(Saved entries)
--- BEGIN ---

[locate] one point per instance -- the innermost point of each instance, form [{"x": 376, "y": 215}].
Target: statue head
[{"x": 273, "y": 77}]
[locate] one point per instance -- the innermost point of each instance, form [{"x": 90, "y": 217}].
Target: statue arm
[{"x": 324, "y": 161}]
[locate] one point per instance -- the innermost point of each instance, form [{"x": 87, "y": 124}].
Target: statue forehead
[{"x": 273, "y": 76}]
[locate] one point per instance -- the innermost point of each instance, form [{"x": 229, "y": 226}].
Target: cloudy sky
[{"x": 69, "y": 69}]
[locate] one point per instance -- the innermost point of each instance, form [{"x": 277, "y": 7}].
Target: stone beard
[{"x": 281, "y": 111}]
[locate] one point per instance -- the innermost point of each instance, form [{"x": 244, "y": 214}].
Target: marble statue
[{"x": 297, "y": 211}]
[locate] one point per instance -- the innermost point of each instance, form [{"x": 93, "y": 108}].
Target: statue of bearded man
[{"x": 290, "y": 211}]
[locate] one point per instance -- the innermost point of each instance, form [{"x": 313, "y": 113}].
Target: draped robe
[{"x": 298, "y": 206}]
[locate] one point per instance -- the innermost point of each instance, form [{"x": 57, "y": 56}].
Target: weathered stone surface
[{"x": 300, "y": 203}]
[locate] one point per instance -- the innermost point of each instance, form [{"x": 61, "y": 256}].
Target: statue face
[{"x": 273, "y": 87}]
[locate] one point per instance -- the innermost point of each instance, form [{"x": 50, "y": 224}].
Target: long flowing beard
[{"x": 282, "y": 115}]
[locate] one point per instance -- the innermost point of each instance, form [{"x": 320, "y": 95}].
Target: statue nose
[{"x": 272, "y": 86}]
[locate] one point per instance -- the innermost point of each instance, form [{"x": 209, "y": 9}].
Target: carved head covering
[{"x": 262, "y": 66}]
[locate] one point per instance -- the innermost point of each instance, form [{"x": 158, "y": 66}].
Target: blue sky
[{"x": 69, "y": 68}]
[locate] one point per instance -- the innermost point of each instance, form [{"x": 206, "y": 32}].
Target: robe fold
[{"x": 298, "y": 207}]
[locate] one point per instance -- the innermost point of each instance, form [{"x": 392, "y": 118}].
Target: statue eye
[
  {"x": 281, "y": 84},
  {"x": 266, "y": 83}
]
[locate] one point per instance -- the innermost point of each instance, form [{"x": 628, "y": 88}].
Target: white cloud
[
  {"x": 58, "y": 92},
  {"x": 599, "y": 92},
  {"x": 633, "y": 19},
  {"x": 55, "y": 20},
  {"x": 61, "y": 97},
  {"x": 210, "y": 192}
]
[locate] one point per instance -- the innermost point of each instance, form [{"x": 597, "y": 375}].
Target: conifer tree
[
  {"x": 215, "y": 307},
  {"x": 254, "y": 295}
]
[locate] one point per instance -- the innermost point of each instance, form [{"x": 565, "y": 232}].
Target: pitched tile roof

--- END ---

● DIRECTIVE
Gather every line from the saved entries that contains the string "stone" and copy each of those lines in full.

● EXERCISE RESPONSE
Target: stone beard
Target: weathered stone surface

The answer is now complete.